-- start of Available data --

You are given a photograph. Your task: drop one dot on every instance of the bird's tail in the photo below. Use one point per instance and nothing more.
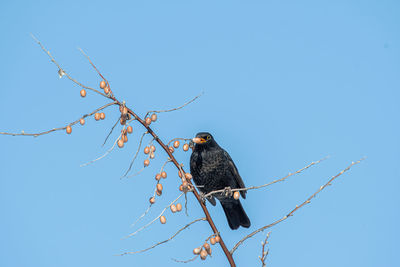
(235, 214)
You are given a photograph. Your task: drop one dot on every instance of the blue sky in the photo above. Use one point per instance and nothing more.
(285, 83)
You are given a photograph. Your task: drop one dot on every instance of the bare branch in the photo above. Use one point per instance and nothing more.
(136, 154)
(264, 253)
(165, 241)
(264, 185)
(308, 200)
(150, 223)
(173, 109)
(60, 128)
(62, 72)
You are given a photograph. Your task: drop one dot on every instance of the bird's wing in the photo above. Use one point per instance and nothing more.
(235, 174)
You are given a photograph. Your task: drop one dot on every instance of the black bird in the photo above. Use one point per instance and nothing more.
(213, 169)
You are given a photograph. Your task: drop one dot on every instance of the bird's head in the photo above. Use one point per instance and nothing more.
(204, 139)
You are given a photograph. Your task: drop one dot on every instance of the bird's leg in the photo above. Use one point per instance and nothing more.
(228, 191)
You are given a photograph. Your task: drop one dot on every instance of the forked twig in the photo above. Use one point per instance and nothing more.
(308, 200)
(165, 241)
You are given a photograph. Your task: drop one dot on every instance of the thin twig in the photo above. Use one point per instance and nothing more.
(264, 185)
(264, 253)
(60, 128)
(173, 109)
(147, 225)
(186, 261)
(165, 241)
(112, 129)
(104, 155)
(307, 201)
(136, 154)
(62, 71)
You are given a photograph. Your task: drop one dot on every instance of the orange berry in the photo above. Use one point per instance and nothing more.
(203, 254)
(146, 162)
(212, 241)
(103, 84)
(176, 144)
(83, 93)
(122, 121)
(173, 208)
(148, 121)
(120, 143)
(68, 129)
(185, 147)
(179, 207)
(207, 248)
(163, 220)
(129, 129)
(159, 187)
(196, 251)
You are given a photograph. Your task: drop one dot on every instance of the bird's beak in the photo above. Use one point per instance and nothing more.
(198, 140)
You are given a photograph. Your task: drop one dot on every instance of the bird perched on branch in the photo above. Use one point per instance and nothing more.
(213, 169)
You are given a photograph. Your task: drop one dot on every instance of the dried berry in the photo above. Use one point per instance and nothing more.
(103, 84)
(196, 251)
(212, 241)
(120, 143)
(68, 129)
(129, 129)
(185, 147)
(176, 144)
(173, 208)
(146, 162)
(179, 207)
(148, 121)
(159, 187)
(83, 93)
(163, 220)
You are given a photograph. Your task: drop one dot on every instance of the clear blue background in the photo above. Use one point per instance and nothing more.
(285, 82)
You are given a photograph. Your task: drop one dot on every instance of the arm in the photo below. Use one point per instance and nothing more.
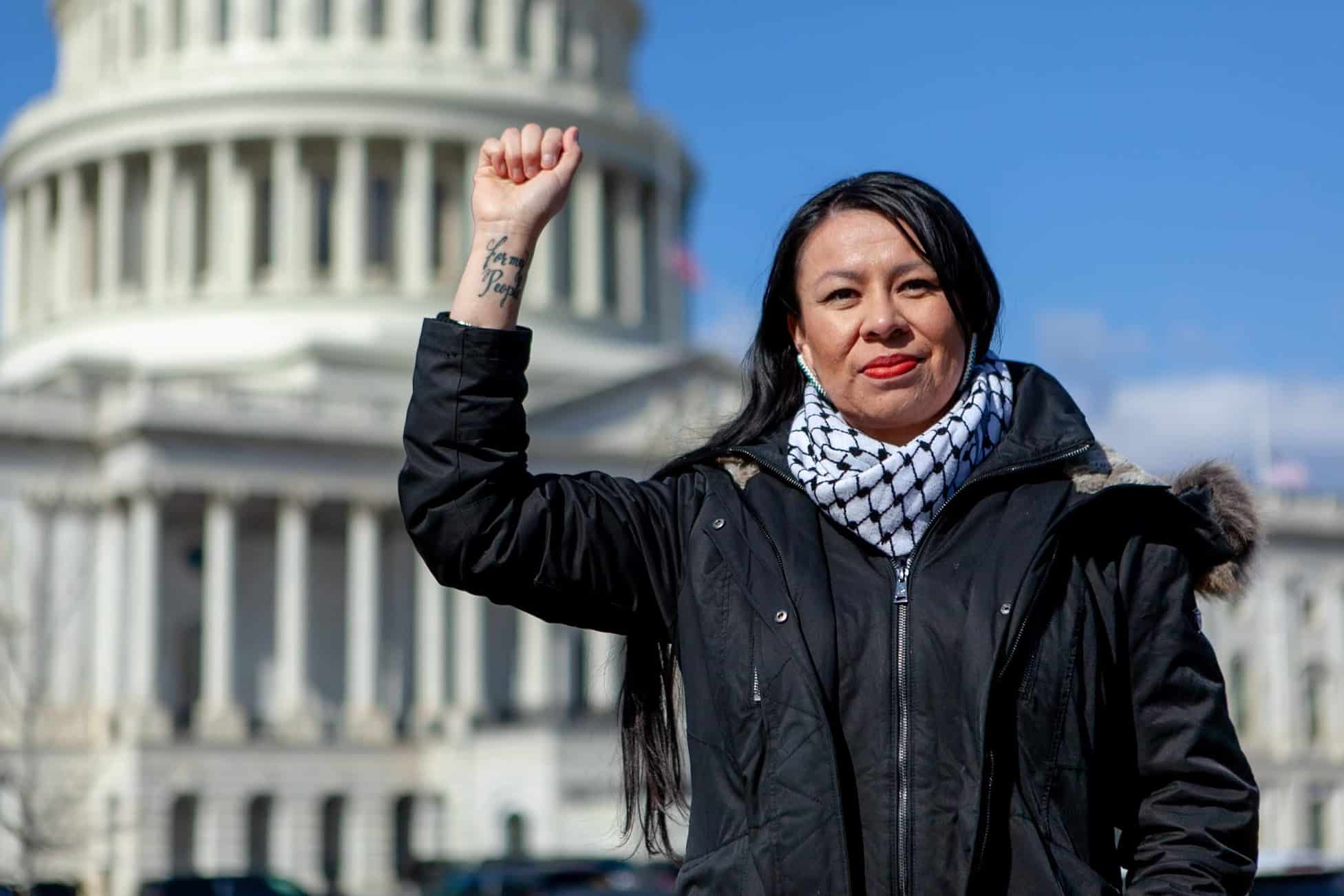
(1193, 826)
(590, 550)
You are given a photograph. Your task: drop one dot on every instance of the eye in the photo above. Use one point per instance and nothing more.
(838, 295)
(918, 286)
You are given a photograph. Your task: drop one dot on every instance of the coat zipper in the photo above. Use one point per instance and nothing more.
(756, 683)
(901, 725)
(899, 622)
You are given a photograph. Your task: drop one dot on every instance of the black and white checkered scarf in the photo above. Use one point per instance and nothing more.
(887, 493)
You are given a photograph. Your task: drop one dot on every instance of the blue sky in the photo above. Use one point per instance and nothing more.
(1159, 186)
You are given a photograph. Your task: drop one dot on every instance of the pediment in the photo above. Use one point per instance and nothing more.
(644, 420)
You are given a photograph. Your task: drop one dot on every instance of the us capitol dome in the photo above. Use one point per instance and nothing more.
(222, 228)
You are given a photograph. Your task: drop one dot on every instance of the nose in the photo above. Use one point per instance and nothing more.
(882, 320)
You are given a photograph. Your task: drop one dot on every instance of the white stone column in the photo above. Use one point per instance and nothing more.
(286, 250)
(468, 636)
(296, 22)
(584, 41)
(629, 250)
(345, 22)
(417, 193)
(365, 722)
(296, 718)
(401, 23)
(246, 25)
(586, 207)
(39, 250)
(112, 198)
(220, 167)
(197, 30)
(15, 262)
(544, 28)
(69, 286)
(186, 202)
(109, 604)
(601, 661)
(1281, 665)
(147, 718)
(455, 28)
(668, 297)
(430, 599)
(534, 661)
(351, 200)
(159, 224)
(242, 206)
(217, 715)
(502, 21)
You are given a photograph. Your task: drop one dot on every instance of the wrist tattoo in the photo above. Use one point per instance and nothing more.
(498, 264)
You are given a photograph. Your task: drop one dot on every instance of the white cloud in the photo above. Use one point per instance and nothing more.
(1164, 423)
(1170, 420)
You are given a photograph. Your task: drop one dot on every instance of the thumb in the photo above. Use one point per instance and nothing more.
(570, 156)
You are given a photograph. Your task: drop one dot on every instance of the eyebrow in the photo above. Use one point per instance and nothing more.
(853, 275)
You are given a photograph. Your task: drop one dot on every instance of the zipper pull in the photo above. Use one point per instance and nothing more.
(902, 590)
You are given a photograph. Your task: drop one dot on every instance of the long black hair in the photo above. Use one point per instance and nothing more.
(651, 754)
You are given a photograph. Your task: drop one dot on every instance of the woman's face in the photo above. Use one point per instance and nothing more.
(875, 327)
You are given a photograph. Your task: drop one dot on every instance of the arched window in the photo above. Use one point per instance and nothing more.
(1314, 704)
(376, 18)
(139, 31)
(272, 25)
(523, 32)
(478, 31)
(179, 23)
(515, 836)
(382, 211)
(1317, 818)
(222, 21)
(258, 833)
(323, 18)
(428, 19)
(182, 835)
(334, 817)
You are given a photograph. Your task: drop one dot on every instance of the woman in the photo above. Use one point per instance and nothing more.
(933, 639)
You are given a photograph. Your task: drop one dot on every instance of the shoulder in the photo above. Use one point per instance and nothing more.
(1207, 511)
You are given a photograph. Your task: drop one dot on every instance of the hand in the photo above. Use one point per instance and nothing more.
(523, 178)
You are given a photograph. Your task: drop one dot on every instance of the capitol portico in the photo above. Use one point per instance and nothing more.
(222, 228)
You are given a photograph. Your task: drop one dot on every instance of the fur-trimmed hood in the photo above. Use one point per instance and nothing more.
(1213, 489)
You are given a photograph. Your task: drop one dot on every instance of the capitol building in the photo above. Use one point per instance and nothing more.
(222, 230)
(218, 649)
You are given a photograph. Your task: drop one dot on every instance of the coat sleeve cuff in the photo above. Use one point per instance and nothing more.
(511, 347)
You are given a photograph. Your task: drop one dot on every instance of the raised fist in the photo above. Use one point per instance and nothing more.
(523, 178)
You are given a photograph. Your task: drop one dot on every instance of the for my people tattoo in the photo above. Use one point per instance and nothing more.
(496, 265)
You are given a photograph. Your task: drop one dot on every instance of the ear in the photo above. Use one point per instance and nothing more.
(798, 336)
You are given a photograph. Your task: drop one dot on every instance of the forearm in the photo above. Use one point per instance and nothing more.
(491, 288)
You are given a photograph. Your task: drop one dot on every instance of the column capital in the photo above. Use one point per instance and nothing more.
(228, 492)
(304, 498)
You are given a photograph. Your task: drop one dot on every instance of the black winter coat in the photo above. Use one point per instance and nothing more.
(1034, 712)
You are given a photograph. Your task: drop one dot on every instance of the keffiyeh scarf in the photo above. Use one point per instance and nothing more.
(888, 493)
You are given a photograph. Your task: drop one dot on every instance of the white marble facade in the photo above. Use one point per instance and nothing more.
(222, 228)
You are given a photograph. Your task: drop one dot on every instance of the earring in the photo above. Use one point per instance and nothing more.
(971, 362)
(807, 372)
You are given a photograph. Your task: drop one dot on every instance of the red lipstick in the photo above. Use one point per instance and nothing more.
(890, 365)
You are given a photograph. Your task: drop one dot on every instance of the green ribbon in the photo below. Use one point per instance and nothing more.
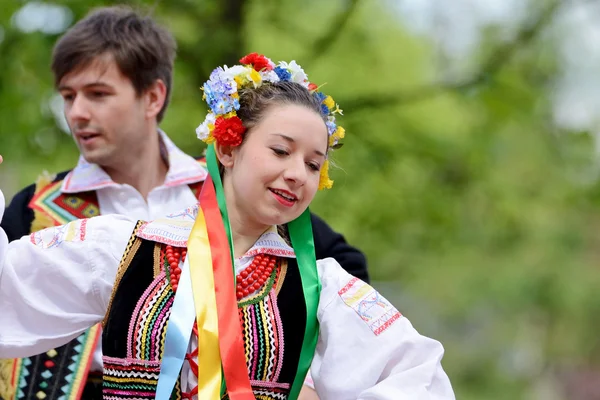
(302, 239)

-- end of Available data --

**Given instruction**
Print the complete listing exactly as it stands, without its pictures.

**The reply**
You are given a photograph. Your task: drop one dot on every instance of the bird's tail in the photo below. Use one point per instance and nothing more.
(235, 214)
You are given a photograph. Your task: drop one dot on every instance of the blue sky in the photo above. Use one point per instance and nothing more.
(285, 83)
You are given a photograph. Your task: drop one dot on every instance of the bare branch in the photo above. Use one point per instance and nothing more.
(136, 154)
(264, 253)
(165, 241)
(264, 185)
(308, 200)
(150, 223)
(173, 109)
(60, 128)
(62, 72)
You are given a photograph. Your task: drop one dot on every instance of the bird's wing in the photo above. Use one point per instance and nothing more.
(235, 174)
You are given a photograph. Your task: drop one dot on every instance of the black bird in the photo above. Use one point per instance and nothing more.
(213, 169)
You are given a photograph. Your task: drop one dot on every instance of the bird's head in the photo above. Use one point per instance and nothing more.
(204, 139)
You are given a photograph. Your task: drop one dot on every instance of the bird's leg in the photo above. Use one point per instance and nothing more.
(228, 191)
You are given a photograph. Your task: drop one dot on every instance of the forked twig in the photo above. Use one point per instance and nothing more.
(308, 200)
(165, 241)
You are given a photograph. Your task: drop one dot on every instance of the thin twig in the photo above. Use one point per instance and nothing more.
(264, 185)
(264, 253)
(60, 128)
(173, 109)
(147, 225)
(186, 261)
(165, 241)
(112, 129)
(104, 155)
(307, 201)
(136, 154)
(62, 71)
You are given a photograph. Your task: drop one dot on every instance of the orange berry in the photo above. Use one point per instance and nothing more.
(203, 254)
(146, 162)
(212, 241)
(103, 84)
(176, 144)
(83, 93)
(122, 121)
(173, 208)
(148, 121)
(120, 143)
(68, 129)
(185, 147)
(179, 207)
(207, 248)
(163, 220)
(129, 129)
(159, 187)
(196, 251)
You are given a photograph. Your task: drop one dot on every instance of the bird's beak in the photo above. Use one point per instance and nothing more.
(198, 140)
You are given a photograph. Your task: drop one dot on every instance of the bird perched on branch in the photo above. Use one point per instance and nothing more.
(213, 169)
You are given a photograph. Your task: drop one dot on every instance of the dried berry in the photo above. Use one point per instance and nothing more.
(103, 84)
(196, 251)
(212, 241)
(120, 143)
(68, 129)
(129, 129)
(185, 147)
(176, 144)
(173, 208)
(146, 162)
(179, 207)
(148, 121)
(159, 187)
(83, 93)
(163, 220)
You are given a photograph. Your task: drop one dot on every instance of the clear blue background in the photo above. Use one point per instance and nothing more.
(285, 82)
You are given a photograph. Your task: drop one dot on every instance of the arm in the photo below. Use one point per instance and nothing more.
(1193, 826)
(590, 550)
You are given a photograph. Your task: drop one dot on every instance of the eye in the photo above. Use one point per instance and nothing more.
(838, 295)
(918, 286)
You are given a photograph. Your task: drop one dot on every instance of the coat zipper in the photo above. Use one point per instance and nothing more.
(756, 683)
(901, 725)
(899, 622)
You are given a photograph. Your task: drop one dot on every instance of the black and white checkered scarf in the photo above. Use one point per instance and nothing more.
(887, 493)
You are given a photograph. Your task: drop one dot on every instance of the blue sky in the photo above. Use one point per instance and nothing more.
(1159, 186)
You are given a photograph. Your task: drop one dot on every instance of the pediment in the photo above. Use one point per instance and nothing more.
(644, 420)
You are given a photograph. Your task: drop one dot on every instance of the us capitol dome in the photo above. Use one point per instance and nothing more.
(222, 228)
You are given a photograph. Your task: drop one dot on every instance of the nose in the photo above. Use one point per instance and nothing more.
(882, 320)
You are given a photograph. Your task: drop one dot on every instance of the white stone column in the photo above. Use one point per instance and nothing more.
(286, 250)
(468, 636)
(296, 22)
(584, 41)
(629, 250)
(345, 22)
(417, 193)
(365, 722)
(296, 718)
(401, 23)
(246, 25)
(586, 207)
(39, 250)
(112, 198)
(220, 167)
(197, 30)
(15, 262)
(544, 28)
(69, 286)
(186, 202)
(109, 604)
(601, 661)
(1281, 665)
(147, 718)
(455, 28)
(668, 297)
(430, 599)
(534, 661)
(351, 200)
(159, 224)
(242, 206)
(217, 715)
(502, 21)
You are given a photograph. Your task: drop one dot on every instance of the wrist tattoo in the photo above. Use one point per instance and nothing more.
(498, 264)
You are given a photograph. Your task: drop one dot on every instance of the white cloud in the photo above. Use one point per instance and nothing more.
(1164, 423)
(1170, 420)
You are given a photograph. Your task: drop one dot on every instance of the thumb in the photo above. Use one point per instance and nothing more.
(570, 156)
You are given a photograph. Your task: drop one dot on every instance of the eyebrow in the photo above. Use one point per instance and nothing more.
(853, 275)
You are given a photograph. Your task: drop one dot on every instance of the zipper pull in the photo above. Use one point per instance and nothing more.
(902, 590)
You are given a photograph. Your task: drop one dot on every instance of the long black hair in the photo above. Use one point per instance and nothing more.
(651, 754)
You are given a photograph. Your task: drop one dot on every instance of the woman's face in the photo above. Use one point per instance and nothing more.
(875, 327)
You are given a photograph. Your task: drop one dot on every instance of the arched window in the photo above. Use one point per instance and nothing more.
(1314, 704)
(376, 18)
(139, 31)
(272, 25)
(523, 32)
(478, 31)
(179, 23)
(515, 836)
(382, 211)
(1317, 818)
(222, 21)
(258, 833)
(323, 18)
(428, 19)
(182, 835)
(334, 817)
You are given a photograph. Your task: drop one dot on every instance of the woman in the photo above. Use one point per instance and nothing more.
(933, 639)
You are given a photograph. Your task: drop one dot on every instance of the shoulder in the photo above. Use one point per instance and nothing more.
(1207, 511)
You are given a photograph. Your task: drop one dot on every instance of the hand in the photo above. Use one point per instance and nothing more.
(523, 178)
You are given a photograph. Your task: drop one dot on every instance of the capitol portico in the photo above. Use one point per instance and nothing more.
(222, 228)
You are given a photograph. Your task: drop one dot on every instance of the fur-trimmed hood in the photo above. Use one point per instance and nothing more.
(1213, 489)
You are given a photograph. Your task: drop one dot on every instance of the capitol building in the photo above. Use one point per instance and nothing more.
(222, 230)
(218, 649)
You are given a photograph. Your task: drop one dot on every instance of the coat sleeve cuff in the photo above. Use one point per instance and nothing more.
(511, 347)
You are given a photograph. Your task: drop one dot on every instance of the raised fist in the photo above. Use one point per instance and nothing more.
(523, 178)
You are given a photograph. Your task: drop one dot on every instance of the for my people tattoo in the photo above. Use one point per instance and nothing more.
(496, 265)
You are given a photograph. Your task: drop one dot on every instance of the ear in the photo above. Use one point per instance and nothing more.
(798, 336)
You are given a photograph. Your task: drop one dot on every instance of the forearm in the photo above. Use one point per instance and nothing more.
(491, 288)
You are given a photograph. Your task: drop one dot on every instance of the column capital in the photo above. Use one point per instance and nothing more.
(228, 492)
(304, 498)
You are given a photograph. Your task: drop one dot on every instance of the black winter coat in the photo above. Use one point per instance and nothing more.
(1034, 712)
You are given a photograph. Your task: drop one dot on every instance of the keffiyeh scarf in the photo above. Use one point per instance and nothing more.
(888, 493)
You are given a photograph. Your task: drop one dot on every instance of the white marble facade in the photo above. Use one point per instance and nothing more.
(222, 228)
You are given a photograph. Your task: drop one dot on every instance of the earring in the photo above. Use one point per instance and nothing more.
(971, 362)
(807, 372)
You are given a photograph. Your task: drop one dot on every instance of the red lipstick in the photo above. Use one point per instance and nothing more.
(890, 365)
You are given a photograph. Your task: drop one dot on every instance of the green ribbon in the photo below. Use one point per instance and nothing more.
(302, 239)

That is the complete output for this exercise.